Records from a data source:
===============

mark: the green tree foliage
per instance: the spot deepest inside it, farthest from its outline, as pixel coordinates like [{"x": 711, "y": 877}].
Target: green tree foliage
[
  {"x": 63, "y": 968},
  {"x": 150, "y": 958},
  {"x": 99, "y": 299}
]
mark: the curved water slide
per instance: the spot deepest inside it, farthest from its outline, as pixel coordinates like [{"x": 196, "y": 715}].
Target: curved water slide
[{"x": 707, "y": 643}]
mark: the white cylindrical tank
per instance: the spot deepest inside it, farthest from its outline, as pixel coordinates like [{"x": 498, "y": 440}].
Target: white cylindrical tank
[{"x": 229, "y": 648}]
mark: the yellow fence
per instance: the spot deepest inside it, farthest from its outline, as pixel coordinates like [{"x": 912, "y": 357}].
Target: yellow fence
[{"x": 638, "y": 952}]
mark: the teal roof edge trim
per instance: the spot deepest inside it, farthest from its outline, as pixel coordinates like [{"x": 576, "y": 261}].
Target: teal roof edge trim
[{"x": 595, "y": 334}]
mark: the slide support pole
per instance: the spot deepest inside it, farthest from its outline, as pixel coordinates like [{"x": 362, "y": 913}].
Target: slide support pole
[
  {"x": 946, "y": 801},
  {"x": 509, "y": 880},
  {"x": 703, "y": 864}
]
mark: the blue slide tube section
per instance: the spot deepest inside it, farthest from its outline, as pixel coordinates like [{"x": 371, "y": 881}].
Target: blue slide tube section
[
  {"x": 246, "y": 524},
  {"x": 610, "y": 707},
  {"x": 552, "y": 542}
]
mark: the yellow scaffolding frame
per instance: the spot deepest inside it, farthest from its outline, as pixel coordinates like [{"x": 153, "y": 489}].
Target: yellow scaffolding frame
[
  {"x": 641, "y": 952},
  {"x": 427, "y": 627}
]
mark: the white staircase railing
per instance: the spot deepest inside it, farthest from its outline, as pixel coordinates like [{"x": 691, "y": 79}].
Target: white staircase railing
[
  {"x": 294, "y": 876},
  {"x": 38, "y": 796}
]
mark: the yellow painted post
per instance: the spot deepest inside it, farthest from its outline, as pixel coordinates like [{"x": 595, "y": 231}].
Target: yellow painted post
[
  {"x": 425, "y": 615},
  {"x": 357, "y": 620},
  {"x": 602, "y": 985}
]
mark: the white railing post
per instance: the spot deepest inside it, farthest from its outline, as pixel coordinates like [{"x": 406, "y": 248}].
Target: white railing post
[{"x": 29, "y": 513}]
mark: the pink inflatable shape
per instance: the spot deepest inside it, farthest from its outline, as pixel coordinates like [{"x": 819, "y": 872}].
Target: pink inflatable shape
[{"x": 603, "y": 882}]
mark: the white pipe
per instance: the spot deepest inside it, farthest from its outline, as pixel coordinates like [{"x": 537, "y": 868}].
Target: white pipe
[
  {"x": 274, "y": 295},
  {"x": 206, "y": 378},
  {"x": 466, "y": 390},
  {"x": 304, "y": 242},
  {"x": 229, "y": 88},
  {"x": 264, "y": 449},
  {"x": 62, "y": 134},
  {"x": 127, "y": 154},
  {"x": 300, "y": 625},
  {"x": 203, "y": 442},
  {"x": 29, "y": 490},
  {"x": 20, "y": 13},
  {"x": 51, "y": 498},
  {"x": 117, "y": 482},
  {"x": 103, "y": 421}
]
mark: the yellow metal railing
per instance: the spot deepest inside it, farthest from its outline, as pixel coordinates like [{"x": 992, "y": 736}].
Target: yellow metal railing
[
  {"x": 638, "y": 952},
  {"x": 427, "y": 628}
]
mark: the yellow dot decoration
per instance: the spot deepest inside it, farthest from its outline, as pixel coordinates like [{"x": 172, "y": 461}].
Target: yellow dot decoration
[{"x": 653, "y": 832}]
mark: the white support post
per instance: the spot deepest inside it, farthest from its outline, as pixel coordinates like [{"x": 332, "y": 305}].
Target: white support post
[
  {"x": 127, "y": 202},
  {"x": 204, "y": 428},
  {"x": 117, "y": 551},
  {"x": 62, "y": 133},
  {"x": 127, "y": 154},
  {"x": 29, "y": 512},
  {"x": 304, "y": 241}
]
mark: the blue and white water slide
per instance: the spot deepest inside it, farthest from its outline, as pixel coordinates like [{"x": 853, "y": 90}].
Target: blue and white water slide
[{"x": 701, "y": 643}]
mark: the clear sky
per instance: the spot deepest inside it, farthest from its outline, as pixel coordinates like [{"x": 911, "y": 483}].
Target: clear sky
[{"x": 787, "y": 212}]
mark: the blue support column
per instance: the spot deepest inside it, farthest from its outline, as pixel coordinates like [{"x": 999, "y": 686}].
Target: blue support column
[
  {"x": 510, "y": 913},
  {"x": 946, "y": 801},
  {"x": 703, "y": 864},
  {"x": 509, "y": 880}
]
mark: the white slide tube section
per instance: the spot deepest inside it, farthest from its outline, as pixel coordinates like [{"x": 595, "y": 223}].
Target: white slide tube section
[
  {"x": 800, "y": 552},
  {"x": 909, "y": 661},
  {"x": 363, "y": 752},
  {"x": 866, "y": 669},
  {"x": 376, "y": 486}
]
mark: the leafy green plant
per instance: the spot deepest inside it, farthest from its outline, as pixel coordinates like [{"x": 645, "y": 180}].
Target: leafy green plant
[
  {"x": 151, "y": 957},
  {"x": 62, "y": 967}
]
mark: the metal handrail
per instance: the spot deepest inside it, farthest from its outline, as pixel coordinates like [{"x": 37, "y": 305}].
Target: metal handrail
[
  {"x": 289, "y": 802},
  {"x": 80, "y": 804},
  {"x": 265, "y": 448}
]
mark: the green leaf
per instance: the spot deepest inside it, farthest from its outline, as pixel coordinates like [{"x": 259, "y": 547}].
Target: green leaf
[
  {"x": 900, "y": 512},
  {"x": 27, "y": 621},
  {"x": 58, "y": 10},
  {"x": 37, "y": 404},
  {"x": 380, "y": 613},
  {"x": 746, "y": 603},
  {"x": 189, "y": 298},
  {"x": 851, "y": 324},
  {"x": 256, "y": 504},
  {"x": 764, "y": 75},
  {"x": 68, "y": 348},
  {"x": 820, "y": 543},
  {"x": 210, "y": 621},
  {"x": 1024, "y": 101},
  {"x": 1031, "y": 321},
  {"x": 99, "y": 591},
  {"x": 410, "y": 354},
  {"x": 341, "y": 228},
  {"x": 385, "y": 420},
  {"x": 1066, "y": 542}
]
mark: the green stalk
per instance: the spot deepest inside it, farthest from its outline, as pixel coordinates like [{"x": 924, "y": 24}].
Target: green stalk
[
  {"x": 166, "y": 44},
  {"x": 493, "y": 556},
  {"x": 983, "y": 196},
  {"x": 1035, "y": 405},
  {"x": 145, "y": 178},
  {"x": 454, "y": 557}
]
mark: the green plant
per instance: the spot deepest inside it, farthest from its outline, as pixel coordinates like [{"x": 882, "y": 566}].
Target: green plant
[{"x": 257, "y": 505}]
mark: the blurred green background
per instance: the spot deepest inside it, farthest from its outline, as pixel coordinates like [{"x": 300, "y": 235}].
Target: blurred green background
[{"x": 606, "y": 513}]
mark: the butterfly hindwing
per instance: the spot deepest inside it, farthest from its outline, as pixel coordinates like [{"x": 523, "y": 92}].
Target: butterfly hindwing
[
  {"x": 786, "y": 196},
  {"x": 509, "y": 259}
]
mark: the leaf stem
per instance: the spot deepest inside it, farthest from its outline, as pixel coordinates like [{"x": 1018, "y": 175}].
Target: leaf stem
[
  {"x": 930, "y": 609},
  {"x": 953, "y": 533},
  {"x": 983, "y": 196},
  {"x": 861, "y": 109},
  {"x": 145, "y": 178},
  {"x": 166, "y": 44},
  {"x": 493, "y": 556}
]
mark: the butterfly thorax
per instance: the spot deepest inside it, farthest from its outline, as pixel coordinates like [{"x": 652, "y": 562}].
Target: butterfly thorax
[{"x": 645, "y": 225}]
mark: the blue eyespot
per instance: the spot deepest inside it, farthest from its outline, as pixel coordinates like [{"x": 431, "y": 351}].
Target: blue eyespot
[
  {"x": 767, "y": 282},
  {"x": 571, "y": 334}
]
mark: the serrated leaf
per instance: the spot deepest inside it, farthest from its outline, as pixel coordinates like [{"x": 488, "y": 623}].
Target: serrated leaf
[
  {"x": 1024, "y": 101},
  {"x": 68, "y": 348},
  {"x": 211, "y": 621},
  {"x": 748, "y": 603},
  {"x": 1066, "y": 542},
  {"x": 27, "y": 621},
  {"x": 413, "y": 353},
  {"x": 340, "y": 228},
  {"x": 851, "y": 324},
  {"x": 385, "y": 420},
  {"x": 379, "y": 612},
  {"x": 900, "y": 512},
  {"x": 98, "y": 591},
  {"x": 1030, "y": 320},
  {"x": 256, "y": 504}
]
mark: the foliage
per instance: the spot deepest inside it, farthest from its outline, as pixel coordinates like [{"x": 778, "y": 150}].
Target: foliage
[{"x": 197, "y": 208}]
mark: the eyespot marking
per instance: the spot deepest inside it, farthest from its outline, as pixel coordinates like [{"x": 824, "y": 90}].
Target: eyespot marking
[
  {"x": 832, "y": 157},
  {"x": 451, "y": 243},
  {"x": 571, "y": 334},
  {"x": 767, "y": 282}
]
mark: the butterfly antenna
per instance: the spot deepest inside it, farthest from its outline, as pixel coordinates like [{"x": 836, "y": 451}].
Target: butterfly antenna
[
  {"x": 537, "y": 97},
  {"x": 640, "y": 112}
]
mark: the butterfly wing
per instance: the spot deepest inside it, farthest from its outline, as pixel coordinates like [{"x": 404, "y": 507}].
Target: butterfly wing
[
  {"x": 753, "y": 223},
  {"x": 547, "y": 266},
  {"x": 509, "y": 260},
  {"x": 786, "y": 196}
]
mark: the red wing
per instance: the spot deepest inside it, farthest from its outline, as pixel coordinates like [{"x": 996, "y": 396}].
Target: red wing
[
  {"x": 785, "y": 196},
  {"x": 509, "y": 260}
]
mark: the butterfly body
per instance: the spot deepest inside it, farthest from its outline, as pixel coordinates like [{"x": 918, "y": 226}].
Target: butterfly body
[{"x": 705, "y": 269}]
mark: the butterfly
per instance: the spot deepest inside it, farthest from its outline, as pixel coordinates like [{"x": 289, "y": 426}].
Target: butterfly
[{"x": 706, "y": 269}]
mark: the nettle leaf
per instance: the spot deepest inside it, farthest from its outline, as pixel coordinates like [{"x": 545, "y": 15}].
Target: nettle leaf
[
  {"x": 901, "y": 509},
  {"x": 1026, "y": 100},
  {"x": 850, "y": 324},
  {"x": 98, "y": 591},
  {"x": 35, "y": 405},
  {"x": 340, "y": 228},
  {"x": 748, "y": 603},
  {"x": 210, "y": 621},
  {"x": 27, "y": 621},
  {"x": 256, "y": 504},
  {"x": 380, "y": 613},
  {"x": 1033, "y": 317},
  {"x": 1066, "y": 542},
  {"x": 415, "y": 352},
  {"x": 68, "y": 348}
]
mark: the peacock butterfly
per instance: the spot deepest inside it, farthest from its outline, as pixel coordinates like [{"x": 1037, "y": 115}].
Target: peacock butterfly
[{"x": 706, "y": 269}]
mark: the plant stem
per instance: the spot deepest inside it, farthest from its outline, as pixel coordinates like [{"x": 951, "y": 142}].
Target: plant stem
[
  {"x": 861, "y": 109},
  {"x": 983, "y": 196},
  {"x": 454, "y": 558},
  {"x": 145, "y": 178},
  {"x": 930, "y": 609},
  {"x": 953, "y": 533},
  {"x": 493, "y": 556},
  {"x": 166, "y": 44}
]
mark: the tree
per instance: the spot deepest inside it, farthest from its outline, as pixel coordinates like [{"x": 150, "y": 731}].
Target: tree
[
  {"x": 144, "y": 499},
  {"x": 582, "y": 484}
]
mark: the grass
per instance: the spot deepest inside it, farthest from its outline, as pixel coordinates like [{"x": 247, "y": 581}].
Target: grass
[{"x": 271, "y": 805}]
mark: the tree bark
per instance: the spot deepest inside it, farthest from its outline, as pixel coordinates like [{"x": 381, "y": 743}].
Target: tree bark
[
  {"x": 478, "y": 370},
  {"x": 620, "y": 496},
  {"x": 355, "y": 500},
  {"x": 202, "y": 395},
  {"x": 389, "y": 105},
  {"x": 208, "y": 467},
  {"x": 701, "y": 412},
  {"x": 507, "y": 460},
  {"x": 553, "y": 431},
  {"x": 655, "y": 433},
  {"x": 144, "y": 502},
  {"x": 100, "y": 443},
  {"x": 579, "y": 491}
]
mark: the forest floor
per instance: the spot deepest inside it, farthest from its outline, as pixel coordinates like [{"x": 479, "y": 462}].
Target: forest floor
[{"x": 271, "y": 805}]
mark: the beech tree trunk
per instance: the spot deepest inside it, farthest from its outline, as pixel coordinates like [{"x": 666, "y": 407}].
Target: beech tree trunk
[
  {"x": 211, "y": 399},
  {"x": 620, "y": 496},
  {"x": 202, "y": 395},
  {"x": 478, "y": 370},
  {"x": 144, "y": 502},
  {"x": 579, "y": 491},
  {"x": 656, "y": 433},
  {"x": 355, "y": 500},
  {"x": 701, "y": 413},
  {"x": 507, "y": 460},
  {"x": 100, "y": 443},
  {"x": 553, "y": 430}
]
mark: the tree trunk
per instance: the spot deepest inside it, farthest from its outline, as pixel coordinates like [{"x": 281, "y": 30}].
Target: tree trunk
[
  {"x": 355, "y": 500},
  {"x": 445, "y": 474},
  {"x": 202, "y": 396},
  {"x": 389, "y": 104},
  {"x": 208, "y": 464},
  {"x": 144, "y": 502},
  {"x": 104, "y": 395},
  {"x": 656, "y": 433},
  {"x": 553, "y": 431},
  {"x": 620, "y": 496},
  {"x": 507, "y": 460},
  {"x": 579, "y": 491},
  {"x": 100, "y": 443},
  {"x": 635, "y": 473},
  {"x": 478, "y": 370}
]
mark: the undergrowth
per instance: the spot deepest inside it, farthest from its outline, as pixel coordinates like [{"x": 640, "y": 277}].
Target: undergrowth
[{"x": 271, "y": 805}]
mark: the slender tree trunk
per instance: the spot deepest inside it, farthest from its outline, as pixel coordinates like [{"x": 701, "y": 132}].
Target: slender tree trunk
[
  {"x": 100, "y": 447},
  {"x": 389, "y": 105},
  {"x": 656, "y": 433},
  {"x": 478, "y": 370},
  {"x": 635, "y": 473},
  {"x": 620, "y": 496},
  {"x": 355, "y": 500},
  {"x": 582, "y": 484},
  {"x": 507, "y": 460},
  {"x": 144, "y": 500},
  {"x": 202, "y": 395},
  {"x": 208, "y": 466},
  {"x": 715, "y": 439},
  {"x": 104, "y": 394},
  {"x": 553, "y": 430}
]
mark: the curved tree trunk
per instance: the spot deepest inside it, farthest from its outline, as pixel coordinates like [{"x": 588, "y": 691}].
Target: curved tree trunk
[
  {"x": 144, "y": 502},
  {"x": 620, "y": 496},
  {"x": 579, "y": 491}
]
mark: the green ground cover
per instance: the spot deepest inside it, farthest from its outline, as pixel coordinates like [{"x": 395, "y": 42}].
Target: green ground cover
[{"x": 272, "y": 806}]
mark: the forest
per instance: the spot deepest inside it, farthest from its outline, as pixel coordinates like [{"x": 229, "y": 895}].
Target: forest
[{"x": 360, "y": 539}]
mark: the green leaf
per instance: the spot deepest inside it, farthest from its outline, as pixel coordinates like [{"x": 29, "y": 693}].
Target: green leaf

===============

INSTRUCTIONS FOR THE TASK: Retype every line up to and including the one that contains "mark: the curved water slide", beginning at the first line of the records, with no edits.

EXERCISE RESPONSE:
mark: the green tree foliage
per instance: the spot deepest inside it, farthest from its outline, as pixel coordinates like [{"x": 711, "y": 877}].
Target: green tree foliage
[
  {"x": 63, "y": 968},
  {"x": 150, "y": 958},
  {"x": 99, "y": 299}
]
mark: the curved water slide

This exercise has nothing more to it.